[Stored data entries]

+++

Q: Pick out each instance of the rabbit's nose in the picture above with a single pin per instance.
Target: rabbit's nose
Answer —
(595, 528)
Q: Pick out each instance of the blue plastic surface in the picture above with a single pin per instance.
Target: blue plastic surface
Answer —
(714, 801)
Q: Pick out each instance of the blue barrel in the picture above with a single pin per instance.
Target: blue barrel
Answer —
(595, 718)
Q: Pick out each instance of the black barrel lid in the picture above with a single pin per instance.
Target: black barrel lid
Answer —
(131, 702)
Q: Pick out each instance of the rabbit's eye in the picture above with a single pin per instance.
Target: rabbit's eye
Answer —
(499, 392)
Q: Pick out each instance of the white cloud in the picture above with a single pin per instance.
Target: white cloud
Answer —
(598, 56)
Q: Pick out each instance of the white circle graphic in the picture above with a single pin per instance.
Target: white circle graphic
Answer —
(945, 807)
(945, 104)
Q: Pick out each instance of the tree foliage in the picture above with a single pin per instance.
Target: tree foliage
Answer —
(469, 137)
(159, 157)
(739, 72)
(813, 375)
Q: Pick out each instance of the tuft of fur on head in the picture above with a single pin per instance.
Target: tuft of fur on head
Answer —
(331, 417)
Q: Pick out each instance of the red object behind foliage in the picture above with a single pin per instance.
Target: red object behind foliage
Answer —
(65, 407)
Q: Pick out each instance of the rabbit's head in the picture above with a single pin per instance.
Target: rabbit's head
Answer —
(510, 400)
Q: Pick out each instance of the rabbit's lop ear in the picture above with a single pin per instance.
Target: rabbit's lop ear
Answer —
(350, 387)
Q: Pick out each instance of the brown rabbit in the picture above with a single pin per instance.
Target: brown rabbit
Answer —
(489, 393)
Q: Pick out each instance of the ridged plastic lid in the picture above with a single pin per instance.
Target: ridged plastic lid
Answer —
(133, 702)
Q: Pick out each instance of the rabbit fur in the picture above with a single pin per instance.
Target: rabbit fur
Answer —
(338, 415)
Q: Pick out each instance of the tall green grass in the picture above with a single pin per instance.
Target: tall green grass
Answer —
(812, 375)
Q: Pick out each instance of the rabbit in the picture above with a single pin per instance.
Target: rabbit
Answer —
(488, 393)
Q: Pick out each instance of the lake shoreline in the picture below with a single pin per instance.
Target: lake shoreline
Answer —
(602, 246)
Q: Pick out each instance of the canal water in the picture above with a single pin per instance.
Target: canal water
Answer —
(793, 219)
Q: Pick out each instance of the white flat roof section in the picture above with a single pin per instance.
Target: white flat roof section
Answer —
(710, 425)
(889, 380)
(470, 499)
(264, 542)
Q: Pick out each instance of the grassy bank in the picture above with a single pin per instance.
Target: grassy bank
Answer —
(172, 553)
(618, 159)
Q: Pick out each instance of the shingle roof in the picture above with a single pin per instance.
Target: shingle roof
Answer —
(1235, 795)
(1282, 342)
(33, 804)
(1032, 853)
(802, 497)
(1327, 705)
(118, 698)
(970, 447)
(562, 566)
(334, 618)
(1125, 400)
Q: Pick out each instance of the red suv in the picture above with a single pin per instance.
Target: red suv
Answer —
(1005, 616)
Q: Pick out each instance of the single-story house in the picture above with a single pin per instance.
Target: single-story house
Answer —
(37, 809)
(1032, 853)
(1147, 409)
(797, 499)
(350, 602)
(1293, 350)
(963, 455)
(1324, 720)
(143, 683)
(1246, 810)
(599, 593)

+++

-- TASK BRIEF --
Each line of the entries holding the string "house" should be found and copied.

-- EXPECTED ANSWER --
Q: Pick out each instance of the single-story house in the picture above with a single pin per instance.
Target: single-story house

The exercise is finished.